#### Task statement:
Within the records below, find the line containing "Exercise. Point out the palm". Reproduce it and each line after it exactly, and nothing else.

---- Information supplied

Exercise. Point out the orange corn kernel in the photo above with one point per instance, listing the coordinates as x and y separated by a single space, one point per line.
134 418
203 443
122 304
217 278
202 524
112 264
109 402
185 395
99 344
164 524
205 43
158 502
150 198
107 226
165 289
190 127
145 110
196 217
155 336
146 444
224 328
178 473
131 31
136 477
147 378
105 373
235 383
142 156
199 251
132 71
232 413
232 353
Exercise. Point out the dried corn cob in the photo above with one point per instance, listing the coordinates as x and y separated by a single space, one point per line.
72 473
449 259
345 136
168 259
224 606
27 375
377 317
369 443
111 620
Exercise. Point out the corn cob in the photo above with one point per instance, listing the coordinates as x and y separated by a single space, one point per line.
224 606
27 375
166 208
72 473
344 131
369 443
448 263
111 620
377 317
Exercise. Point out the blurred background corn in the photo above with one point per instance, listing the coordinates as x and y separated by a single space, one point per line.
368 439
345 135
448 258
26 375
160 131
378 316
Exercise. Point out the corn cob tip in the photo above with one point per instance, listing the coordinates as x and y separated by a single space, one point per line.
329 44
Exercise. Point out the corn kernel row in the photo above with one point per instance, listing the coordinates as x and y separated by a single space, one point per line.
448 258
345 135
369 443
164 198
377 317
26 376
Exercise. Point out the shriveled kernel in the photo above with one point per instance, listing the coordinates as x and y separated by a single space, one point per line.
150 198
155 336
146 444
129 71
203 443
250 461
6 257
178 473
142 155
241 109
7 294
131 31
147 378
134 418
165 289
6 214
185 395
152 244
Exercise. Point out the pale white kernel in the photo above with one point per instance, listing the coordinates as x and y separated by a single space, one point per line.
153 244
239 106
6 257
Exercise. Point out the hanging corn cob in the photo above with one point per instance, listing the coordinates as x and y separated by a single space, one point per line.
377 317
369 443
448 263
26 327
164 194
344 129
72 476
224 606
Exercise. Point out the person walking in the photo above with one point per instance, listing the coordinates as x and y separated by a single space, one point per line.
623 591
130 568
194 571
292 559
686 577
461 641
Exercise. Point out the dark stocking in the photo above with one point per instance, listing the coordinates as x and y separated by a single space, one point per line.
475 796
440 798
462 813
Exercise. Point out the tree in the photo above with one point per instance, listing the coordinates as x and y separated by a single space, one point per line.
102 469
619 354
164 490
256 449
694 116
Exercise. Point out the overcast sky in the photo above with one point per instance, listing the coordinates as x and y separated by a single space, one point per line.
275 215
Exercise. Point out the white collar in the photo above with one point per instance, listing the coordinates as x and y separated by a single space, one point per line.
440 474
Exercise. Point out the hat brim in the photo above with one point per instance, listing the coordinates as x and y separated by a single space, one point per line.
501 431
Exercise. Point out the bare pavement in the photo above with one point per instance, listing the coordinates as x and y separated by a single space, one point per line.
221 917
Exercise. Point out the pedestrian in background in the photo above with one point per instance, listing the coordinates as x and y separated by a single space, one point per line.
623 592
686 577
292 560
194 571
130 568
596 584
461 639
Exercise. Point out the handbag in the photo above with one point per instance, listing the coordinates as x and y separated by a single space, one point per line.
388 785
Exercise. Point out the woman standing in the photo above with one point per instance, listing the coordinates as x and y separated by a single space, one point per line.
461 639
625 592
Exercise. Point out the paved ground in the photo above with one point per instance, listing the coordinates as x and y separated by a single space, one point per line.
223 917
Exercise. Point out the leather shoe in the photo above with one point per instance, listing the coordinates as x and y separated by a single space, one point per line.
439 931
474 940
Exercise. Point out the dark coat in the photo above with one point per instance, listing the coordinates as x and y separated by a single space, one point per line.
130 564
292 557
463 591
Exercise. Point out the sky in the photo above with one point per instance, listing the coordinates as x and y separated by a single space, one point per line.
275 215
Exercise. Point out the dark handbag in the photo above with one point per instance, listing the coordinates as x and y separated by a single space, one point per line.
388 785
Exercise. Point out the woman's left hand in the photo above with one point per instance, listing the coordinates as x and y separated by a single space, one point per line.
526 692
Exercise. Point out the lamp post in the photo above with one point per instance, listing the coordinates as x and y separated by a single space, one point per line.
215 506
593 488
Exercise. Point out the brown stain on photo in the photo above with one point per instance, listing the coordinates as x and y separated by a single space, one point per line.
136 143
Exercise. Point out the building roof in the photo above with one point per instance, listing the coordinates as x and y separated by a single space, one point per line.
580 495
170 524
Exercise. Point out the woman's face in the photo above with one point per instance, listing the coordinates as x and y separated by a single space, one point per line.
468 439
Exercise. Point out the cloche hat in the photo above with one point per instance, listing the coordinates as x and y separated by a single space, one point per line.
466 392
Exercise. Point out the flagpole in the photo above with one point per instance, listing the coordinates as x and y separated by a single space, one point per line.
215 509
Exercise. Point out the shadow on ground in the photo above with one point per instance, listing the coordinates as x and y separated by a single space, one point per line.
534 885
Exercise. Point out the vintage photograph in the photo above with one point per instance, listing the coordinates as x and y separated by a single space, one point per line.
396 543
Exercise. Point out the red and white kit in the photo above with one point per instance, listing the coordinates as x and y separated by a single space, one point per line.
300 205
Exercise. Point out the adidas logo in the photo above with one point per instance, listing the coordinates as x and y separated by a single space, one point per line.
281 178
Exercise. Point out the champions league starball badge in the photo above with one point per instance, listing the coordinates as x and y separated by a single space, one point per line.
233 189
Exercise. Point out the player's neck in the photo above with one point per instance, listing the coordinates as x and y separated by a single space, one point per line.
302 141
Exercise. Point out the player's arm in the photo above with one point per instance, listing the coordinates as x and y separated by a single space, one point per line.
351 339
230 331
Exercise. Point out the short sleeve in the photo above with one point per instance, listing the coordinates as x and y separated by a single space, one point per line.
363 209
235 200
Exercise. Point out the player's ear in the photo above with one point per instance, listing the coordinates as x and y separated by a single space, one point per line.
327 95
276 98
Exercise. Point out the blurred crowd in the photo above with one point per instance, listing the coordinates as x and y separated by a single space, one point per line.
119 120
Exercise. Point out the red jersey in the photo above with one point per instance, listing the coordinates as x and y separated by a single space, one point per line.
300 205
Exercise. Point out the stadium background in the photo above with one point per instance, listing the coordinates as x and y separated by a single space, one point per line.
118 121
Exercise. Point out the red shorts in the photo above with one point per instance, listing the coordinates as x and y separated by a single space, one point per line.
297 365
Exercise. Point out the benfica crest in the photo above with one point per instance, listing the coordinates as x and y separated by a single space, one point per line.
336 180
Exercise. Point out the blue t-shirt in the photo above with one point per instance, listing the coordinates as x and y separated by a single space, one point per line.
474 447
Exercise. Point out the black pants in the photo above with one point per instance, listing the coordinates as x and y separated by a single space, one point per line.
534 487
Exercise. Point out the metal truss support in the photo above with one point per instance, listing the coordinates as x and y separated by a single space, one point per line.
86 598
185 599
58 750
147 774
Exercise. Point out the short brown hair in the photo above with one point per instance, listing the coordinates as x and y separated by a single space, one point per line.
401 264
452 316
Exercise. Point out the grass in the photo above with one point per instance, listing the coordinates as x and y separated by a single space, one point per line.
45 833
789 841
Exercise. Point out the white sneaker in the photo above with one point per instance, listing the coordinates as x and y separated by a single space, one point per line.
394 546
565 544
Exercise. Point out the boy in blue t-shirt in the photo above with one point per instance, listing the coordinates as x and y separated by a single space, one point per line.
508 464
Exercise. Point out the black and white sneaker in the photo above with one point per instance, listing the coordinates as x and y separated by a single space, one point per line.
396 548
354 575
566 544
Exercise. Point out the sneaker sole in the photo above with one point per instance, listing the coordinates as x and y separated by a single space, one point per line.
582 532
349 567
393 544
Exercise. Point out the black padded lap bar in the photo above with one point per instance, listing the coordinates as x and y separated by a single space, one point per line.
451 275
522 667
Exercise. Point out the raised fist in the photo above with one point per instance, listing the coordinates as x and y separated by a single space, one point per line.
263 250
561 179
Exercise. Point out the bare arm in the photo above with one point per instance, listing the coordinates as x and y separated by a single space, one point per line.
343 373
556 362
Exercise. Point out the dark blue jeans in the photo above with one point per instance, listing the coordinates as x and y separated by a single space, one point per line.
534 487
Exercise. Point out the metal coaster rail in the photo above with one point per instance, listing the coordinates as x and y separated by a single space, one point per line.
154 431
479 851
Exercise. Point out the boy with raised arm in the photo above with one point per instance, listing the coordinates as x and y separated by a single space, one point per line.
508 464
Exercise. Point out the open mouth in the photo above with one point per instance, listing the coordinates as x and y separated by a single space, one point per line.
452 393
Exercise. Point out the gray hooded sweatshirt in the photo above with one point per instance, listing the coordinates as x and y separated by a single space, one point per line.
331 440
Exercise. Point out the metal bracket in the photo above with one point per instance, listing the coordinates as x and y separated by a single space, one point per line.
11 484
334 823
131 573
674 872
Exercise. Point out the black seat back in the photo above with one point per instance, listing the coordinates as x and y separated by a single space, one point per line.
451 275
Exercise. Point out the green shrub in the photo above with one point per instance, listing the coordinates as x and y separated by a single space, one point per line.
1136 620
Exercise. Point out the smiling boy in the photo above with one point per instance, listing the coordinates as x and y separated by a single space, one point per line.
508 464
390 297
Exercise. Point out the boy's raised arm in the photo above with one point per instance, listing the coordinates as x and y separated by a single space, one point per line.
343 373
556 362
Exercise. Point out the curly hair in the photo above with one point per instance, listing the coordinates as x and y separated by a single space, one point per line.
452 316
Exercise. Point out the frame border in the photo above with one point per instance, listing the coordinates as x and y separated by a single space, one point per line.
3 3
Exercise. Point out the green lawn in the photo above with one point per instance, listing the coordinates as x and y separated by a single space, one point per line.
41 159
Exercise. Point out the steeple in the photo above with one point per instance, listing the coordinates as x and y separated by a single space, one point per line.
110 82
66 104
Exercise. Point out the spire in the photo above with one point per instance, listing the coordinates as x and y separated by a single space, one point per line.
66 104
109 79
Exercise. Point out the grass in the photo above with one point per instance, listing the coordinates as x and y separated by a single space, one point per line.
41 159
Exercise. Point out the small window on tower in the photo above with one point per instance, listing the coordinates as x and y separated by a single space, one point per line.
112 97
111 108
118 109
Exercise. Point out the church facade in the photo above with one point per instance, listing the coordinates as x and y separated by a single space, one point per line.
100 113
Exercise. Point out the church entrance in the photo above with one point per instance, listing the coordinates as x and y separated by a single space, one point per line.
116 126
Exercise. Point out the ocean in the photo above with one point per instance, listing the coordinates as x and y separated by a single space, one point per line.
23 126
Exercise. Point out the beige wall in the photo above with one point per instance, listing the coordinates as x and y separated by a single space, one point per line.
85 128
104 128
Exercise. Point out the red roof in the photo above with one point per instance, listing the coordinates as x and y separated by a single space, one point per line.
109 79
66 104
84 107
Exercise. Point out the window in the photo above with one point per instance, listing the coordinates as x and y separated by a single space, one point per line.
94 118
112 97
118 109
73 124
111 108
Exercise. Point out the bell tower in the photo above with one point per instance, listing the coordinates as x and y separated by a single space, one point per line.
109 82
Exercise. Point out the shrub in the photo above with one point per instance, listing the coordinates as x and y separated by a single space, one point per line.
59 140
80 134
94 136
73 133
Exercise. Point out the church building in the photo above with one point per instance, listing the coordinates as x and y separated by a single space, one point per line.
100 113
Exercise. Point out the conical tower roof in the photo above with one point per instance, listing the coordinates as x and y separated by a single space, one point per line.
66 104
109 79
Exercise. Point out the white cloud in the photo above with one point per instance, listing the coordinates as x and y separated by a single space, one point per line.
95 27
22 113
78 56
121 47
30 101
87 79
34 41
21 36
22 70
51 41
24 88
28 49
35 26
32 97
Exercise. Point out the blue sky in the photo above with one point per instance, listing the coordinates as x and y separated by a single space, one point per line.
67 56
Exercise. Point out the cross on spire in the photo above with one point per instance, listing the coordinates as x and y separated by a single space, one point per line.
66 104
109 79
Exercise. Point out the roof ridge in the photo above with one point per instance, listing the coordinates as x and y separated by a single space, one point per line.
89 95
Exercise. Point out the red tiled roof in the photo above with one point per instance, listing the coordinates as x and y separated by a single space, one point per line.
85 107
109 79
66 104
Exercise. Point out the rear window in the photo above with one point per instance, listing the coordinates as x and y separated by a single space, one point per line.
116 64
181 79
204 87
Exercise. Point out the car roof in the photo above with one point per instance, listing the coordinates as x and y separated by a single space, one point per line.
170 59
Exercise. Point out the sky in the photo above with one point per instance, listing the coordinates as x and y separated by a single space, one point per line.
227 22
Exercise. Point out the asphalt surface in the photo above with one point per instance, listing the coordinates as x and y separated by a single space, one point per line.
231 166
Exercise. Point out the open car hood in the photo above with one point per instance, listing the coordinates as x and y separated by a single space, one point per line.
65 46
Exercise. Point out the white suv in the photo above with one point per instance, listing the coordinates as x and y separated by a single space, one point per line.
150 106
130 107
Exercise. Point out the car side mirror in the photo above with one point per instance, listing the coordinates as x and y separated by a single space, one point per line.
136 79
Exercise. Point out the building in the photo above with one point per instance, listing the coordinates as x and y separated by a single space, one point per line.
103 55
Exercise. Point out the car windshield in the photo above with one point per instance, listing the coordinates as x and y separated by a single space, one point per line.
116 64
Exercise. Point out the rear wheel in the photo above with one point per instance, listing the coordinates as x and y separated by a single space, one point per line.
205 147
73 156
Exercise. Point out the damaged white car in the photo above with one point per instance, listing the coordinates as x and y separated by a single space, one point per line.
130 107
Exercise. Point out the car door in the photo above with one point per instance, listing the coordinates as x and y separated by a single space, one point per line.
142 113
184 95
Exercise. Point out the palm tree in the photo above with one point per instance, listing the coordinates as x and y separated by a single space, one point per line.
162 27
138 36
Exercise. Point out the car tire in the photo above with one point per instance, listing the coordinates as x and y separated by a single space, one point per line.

--------

#### Written answer:
Exercise. Point out the palm tree in the photo above with one point per instance, listing the coordinates as x and y separated by a single space, one point per line.
162 27
138 36
Exercise. Point out the car tire in the photo above with one point per instance, listing the coordinates as x and y separated by a single space, one point per line.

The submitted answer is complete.